Task prompt:
Transcribe the entries exactly. Start at the top, stop after the line with "Annotate fence post", and omit every picture.

Data for the task:
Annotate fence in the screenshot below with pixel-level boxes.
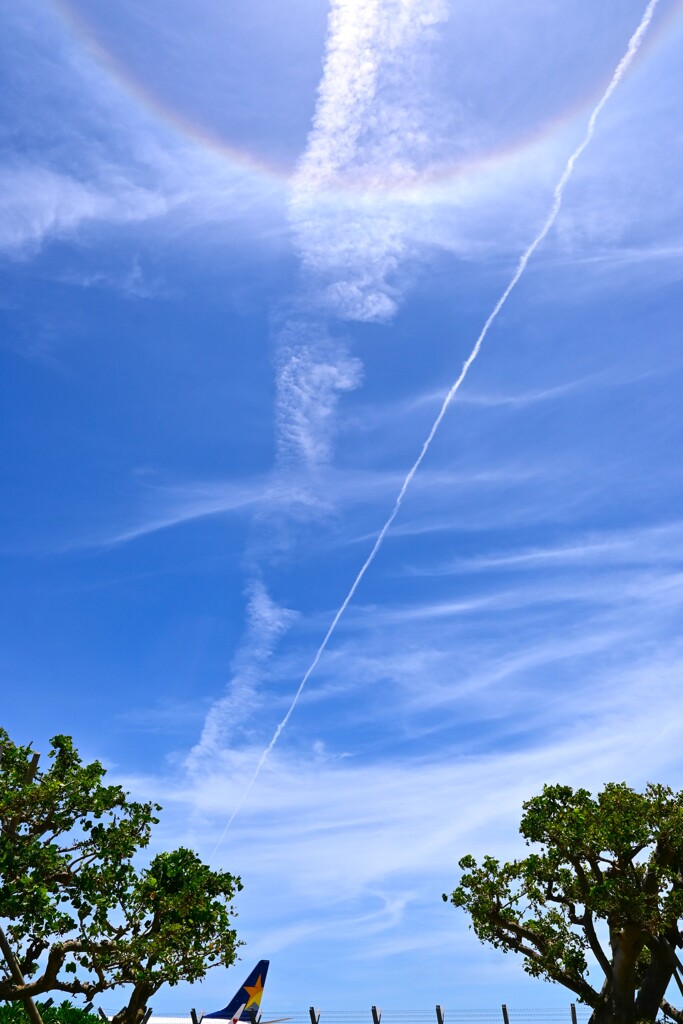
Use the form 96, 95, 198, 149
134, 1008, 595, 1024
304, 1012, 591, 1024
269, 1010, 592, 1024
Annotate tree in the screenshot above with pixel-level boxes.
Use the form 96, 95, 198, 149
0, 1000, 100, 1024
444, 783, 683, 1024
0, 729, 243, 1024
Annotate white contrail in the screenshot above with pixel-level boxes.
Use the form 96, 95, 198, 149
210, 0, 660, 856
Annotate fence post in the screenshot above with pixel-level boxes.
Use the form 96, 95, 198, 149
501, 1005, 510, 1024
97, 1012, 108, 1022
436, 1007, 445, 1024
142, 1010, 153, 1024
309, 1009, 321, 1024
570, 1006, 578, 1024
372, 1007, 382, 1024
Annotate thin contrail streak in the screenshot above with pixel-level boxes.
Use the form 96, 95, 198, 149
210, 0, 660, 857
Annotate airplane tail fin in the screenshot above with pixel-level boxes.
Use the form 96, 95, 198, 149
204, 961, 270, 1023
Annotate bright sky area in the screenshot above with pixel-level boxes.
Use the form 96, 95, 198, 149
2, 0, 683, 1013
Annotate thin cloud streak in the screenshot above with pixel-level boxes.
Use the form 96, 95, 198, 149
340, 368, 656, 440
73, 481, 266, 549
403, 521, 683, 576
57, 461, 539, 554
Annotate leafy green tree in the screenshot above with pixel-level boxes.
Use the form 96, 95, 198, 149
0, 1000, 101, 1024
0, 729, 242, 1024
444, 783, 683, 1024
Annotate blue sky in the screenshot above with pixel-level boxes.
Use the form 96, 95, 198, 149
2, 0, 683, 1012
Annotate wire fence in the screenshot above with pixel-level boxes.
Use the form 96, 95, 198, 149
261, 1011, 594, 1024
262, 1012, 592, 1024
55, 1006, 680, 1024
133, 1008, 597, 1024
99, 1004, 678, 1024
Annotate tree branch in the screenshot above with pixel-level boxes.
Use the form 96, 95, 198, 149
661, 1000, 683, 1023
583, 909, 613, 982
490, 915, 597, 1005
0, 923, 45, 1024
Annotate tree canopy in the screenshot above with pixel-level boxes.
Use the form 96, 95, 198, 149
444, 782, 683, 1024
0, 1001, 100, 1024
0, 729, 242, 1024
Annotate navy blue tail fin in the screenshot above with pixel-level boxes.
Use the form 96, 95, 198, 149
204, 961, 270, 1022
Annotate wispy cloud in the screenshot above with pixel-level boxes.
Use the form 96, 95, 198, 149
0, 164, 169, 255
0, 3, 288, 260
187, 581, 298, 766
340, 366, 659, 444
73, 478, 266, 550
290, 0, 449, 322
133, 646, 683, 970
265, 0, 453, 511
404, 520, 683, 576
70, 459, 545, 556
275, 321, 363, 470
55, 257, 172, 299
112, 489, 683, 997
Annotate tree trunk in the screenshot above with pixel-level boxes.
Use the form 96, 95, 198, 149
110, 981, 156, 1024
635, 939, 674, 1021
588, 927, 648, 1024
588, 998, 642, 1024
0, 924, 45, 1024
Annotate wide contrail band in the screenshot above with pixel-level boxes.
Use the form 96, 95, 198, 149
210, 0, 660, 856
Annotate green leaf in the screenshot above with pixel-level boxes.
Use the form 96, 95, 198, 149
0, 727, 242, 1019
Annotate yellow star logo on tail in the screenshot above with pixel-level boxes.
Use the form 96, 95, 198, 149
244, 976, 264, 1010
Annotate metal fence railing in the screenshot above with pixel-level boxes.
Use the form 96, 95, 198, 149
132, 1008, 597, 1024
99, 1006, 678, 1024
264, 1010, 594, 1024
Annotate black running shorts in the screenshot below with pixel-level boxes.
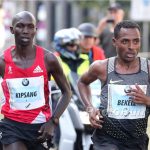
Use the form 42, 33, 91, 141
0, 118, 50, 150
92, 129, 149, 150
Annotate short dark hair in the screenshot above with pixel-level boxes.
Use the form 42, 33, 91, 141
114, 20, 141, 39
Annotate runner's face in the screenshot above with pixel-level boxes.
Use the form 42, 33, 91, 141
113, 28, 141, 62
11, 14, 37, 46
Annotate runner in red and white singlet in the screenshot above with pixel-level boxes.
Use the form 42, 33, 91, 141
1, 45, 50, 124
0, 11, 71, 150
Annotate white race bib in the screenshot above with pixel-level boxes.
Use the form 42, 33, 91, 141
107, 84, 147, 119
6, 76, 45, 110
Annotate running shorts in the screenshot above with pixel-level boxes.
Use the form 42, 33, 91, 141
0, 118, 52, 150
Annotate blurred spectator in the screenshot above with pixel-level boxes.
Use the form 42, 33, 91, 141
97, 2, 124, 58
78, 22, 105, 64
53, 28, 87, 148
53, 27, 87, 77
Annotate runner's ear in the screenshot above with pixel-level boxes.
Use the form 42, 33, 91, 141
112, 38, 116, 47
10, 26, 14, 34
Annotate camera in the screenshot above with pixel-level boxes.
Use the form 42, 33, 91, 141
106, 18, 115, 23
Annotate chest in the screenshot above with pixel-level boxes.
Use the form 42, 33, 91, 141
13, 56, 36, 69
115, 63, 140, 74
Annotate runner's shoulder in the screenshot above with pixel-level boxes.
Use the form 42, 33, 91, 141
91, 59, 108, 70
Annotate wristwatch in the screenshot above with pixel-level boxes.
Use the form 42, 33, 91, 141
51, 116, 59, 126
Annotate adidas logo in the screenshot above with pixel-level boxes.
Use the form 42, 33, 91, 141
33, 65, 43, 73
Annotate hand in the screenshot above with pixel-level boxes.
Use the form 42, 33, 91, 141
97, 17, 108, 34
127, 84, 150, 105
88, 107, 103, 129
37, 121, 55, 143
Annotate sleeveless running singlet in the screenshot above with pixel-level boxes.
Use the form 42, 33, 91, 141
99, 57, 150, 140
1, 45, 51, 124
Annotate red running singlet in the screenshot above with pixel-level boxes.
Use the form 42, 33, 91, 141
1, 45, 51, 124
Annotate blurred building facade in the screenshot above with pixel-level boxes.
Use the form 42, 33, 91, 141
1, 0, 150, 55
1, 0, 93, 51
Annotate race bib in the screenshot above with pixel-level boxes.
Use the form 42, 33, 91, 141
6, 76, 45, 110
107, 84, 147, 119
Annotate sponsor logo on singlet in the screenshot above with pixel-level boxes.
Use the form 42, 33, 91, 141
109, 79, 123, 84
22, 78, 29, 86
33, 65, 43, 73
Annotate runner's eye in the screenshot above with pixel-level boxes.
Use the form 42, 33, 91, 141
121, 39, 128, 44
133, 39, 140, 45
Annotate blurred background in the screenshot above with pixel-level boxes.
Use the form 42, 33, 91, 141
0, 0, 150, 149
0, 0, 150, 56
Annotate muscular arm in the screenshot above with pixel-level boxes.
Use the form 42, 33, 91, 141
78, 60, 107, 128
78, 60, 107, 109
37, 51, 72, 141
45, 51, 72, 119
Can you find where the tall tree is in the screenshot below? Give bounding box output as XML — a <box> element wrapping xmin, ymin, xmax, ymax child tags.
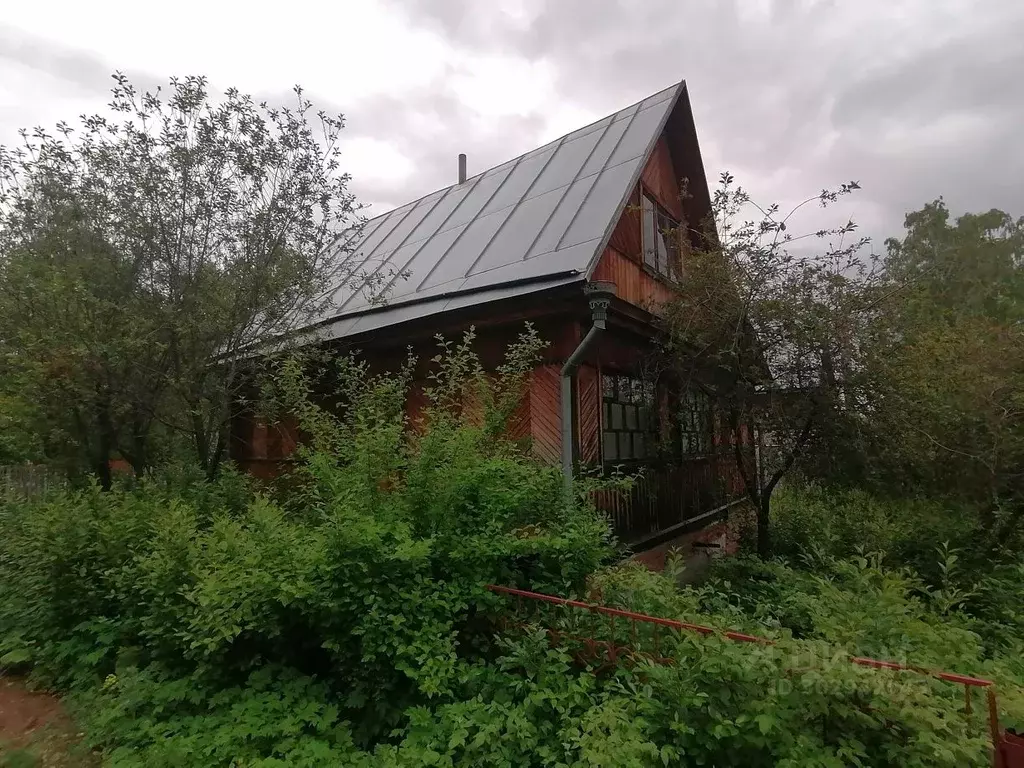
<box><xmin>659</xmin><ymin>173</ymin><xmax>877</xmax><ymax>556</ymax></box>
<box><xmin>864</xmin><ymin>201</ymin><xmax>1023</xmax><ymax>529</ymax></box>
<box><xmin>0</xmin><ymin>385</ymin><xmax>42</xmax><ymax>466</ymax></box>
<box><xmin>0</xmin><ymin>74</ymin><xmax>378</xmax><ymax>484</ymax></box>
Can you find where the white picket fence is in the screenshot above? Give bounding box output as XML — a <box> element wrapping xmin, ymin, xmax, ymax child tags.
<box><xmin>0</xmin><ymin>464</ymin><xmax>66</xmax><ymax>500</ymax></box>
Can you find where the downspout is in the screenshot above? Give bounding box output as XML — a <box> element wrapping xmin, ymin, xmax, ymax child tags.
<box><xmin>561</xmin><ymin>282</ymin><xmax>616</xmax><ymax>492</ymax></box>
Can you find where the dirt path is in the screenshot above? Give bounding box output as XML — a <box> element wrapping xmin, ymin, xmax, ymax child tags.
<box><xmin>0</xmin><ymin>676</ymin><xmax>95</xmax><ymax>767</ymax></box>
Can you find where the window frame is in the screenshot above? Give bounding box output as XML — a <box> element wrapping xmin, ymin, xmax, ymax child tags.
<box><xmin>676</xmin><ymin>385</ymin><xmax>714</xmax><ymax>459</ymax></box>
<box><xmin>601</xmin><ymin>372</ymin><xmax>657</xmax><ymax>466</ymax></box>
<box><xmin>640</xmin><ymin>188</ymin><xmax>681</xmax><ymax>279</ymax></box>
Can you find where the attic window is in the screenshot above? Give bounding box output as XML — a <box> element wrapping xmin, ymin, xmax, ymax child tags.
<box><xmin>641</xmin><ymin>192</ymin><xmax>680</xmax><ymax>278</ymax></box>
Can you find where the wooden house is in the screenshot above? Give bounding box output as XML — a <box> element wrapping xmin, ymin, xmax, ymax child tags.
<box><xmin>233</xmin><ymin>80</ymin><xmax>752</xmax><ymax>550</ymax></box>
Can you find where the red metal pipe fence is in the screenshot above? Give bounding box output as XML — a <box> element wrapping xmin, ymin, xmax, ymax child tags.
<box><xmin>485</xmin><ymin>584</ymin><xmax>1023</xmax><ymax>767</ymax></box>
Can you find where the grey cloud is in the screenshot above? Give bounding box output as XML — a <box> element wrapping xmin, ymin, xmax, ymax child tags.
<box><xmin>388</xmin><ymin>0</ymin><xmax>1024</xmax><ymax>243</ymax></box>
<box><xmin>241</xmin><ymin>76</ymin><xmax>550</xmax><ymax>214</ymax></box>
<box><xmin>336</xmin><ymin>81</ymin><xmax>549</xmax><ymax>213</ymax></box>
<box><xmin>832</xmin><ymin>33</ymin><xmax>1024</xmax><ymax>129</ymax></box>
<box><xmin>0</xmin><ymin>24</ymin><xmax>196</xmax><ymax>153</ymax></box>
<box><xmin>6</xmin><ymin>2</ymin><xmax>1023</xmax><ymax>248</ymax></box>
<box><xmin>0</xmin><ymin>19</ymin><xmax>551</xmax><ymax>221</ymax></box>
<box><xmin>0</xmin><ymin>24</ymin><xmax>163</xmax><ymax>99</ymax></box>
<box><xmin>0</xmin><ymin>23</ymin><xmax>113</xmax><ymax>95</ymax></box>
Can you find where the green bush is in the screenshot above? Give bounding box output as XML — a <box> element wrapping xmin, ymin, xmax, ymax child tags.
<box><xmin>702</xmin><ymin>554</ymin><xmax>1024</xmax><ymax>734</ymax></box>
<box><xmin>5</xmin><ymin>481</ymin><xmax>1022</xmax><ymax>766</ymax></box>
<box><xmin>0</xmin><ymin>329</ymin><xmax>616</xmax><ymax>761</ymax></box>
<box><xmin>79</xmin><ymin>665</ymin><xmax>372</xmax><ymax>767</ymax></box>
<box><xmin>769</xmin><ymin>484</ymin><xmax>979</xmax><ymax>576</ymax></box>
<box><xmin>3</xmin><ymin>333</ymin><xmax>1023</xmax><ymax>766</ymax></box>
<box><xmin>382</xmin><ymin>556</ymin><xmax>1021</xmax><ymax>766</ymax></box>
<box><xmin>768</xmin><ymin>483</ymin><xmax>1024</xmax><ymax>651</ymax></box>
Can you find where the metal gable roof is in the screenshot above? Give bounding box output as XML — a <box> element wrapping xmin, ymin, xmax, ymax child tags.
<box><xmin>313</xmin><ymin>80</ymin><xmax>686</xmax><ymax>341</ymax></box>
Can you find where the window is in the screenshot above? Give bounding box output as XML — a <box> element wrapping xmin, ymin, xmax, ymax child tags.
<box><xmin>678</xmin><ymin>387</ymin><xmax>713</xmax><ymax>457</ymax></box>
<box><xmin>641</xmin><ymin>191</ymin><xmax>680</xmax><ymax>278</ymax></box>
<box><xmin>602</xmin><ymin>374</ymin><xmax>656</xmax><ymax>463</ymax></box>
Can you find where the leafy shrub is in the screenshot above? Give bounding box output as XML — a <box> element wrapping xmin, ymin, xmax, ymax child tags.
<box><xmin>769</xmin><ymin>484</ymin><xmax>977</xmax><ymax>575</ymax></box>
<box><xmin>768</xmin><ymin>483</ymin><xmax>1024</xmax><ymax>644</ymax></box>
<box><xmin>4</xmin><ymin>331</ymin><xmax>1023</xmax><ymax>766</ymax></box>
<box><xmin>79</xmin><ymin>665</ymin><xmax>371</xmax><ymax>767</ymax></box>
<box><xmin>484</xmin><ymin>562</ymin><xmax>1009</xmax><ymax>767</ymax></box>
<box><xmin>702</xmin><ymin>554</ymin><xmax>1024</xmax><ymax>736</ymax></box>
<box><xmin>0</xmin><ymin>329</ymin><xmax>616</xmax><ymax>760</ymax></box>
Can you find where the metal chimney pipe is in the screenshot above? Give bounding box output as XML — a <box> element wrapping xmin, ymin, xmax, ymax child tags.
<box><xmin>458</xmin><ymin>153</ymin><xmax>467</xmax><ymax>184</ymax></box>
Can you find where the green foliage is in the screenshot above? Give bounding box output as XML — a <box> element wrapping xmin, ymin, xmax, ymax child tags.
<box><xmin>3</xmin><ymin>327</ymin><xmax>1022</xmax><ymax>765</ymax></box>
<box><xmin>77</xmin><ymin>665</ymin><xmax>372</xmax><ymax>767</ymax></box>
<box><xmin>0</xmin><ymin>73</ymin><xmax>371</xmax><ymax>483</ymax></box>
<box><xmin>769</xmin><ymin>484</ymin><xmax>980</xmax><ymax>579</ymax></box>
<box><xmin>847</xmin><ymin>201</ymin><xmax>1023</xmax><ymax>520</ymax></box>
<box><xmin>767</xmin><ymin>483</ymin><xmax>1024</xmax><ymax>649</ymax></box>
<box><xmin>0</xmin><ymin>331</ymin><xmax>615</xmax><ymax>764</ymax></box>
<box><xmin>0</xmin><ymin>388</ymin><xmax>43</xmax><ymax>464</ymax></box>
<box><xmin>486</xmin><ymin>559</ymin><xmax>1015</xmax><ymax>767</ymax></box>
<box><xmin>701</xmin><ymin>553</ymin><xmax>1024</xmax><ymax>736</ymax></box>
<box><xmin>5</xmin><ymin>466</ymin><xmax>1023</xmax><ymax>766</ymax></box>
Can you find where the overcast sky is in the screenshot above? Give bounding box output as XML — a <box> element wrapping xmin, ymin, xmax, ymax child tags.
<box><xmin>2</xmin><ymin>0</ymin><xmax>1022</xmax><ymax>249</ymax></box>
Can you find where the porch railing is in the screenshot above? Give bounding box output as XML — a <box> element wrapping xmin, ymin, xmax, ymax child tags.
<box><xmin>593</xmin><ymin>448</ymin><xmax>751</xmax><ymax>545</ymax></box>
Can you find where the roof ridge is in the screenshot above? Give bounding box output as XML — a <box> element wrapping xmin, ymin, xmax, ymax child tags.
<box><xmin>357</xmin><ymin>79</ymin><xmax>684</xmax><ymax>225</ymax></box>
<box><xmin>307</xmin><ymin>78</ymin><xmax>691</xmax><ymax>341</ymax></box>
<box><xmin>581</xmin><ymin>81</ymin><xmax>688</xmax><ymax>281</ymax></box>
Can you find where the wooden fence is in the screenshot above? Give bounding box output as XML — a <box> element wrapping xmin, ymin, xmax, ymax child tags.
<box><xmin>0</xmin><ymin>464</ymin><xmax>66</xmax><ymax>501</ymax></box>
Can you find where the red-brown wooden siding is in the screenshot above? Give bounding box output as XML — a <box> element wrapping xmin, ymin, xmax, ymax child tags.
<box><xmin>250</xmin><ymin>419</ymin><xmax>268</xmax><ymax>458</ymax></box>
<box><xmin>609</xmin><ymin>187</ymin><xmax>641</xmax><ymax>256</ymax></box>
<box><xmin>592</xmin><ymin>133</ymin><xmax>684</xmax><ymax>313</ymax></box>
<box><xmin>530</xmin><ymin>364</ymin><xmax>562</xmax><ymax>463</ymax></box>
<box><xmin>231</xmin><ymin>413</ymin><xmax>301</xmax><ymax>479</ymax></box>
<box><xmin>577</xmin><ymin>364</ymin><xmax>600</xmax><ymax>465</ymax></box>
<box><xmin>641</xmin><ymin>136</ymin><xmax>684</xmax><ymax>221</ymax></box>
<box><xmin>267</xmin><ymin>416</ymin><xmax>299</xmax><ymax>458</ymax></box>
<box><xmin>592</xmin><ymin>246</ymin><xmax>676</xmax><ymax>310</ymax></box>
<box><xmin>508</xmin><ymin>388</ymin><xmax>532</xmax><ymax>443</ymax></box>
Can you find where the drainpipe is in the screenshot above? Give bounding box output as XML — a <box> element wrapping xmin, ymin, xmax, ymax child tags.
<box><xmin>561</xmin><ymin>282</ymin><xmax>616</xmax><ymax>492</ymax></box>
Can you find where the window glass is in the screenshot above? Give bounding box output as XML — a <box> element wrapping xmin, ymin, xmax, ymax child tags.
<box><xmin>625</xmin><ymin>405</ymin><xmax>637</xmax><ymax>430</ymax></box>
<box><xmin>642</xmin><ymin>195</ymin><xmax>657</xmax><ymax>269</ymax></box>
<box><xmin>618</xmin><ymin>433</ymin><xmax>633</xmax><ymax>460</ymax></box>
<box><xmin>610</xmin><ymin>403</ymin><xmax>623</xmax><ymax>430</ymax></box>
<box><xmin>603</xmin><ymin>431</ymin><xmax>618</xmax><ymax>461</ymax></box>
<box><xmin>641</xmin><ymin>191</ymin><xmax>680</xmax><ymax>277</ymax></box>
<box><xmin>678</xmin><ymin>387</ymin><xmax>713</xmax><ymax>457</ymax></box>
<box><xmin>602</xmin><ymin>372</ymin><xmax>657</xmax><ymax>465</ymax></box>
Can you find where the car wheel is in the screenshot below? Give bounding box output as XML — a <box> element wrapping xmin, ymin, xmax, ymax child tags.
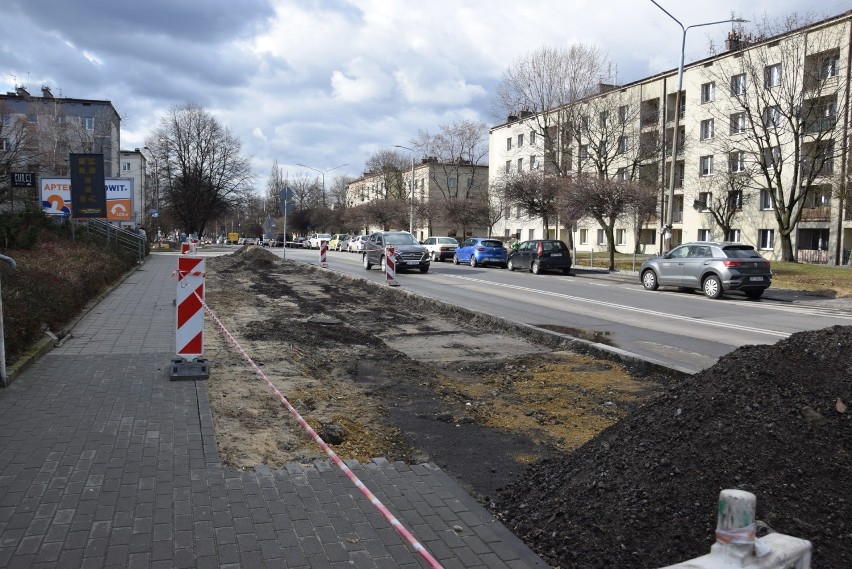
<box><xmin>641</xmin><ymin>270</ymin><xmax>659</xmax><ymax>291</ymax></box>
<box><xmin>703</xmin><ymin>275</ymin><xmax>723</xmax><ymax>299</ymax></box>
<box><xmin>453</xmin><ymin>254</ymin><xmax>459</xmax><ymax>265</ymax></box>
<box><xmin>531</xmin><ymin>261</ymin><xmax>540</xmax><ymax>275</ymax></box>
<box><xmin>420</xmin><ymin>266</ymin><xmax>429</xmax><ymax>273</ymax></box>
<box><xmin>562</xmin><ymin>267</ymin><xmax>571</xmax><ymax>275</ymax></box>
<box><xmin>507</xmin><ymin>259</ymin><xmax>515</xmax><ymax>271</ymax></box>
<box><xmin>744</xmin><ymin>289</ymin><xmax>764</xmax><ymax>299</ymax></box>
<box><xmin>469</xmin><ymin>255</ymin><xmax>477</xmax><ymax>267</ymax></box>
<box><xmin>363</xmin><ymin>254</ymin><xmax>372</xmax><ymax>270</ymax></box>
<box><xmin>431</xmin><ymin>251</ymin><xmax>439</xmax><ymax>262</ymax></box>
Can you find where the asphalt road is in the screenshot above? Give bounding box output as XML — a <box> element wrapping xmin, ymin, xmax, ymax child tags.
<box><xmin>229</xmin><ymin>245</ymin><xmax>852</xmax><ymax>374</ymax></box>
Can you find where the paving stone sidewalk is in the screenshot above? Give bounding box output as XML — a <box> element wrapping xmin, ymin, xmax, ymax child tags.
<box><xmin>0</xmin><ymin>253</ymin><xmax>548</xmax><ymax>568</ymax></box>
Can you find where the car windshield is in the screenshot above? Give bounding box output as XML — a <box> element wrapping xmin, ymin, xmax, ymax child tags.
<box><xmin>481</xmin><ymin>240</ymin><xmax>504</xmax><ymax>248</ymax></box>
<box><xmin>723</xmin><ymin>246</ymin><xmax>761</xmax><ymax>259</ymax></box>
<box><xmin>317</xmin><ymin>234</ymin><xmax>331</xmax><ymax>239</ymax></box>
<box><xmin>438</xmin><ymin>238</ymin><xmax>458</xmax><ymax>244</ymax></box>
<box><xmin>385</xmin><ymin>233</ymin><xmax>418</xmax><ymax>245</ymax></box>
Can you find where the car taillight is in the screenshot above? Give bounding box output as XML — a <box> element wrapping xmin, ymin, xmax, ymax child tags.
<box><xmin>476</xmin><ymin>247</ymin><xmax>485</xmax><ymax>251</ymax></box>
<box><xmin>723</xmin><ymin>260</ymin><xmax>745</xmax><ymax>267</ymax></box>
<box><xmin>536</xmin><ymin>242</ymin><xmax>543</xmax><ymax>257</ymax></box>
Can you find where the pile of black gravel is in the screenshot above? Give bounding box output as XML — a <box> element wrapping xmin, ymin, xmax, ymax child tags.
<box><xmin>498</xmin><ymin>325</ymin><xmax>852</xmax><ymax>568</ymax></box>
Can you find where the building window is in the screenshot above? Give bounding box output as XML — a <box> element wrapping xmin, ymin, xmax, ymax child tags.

Your response:
Annotate fence in the screenshot below with pixel-level boxes.
Use the form 96, 95, 198, 149
134, 1008, 595, 1024
304, 1012, 591, 1024
269, 1010, 592, 1024
Annotate tree in the screenshot above with pixel-level boxes.
Use the form 96, 95, 198, 149
0, 1000, 100, 1024
444, 783, 683, 1024
0, 729, 243, 1024
Annotate white contrail in the screenshot above with pixel-level boxes.
Use the form 96, 95, 198, 149
210, 0, 660, 856
Annotate fence post in the screenshot above with pixel-level boxes.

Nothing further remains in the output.